TASK DESCRIPTION – Only the lines from the one containing "of the player's" through the last line of the entries are wanted. Transcribe them exactly.

GIVEN DATA –
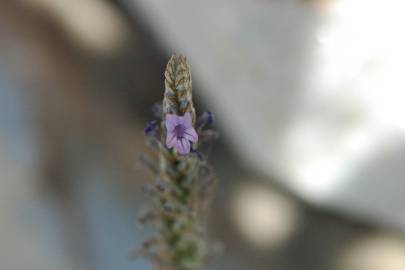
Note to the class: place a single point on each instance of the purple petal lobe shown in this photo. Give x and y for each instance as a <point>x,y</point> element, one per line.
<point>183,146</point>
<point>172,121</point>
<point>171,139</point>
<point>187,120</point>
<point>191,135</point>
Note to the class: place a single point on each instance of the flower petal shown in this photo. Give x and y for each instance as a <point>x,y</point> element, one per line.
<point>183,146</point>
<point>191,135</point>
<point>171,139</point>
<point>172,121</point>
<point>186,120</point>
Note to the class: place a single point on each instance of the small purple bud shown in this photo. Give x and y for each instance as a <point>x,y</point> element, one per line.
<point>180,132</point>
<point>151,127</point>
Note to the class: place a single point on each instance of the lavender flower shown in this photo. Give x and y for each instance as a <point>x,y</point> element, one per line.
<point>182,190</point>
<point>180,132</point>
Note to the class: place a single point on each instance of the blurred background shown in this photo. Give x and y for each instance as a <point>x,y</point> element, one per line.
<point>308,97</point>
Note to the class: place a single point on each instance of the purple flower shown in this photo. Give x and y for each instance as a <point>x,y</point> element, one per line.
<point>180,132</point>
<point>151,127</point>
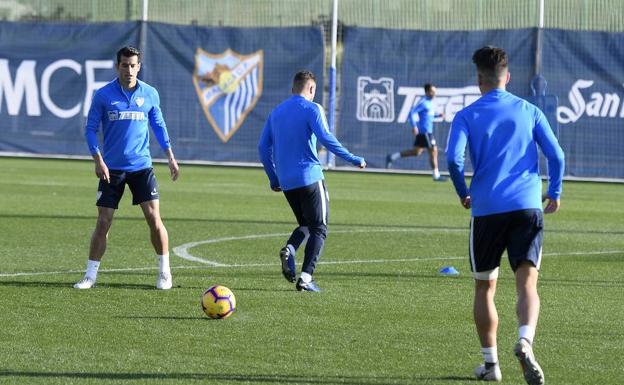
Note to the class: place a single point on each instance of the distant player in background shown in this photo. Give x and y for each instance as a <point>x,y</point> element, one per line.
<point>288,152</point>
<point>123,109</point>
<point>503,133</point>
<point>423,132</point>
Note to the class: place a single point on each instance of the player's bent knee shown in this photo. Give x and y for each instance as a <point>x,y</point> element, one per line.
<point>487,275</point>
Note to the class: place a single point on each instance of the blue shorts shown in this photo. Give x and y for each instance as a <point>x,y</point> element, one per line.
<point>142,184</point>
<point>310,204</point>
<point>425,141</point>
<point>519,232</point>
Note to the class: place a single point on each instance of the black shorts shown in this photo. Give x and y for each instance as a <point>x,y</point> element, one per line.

SOLUTION FOR THIS EXERCISE –
Note to the class: place a single point on each instance of the player's bent knee shown in this photo. Give x and y for each instance as a <point>x,y</point> element, one per line.
<point>487,275</point>
Note to the class: place a single point on each instance of the blue shorts shown in this photo. Give x and y for each instance as a <point>x,y</point> element, one per line.
<point>142,184</point>
<point>310,204</point>
<point>425,141</point>
<point>519,232</point>
Note to the class: place a single point on each instance of the black shorts shown in this photo. Give x and y for each instance as a <point>x,y</point> element, one per line.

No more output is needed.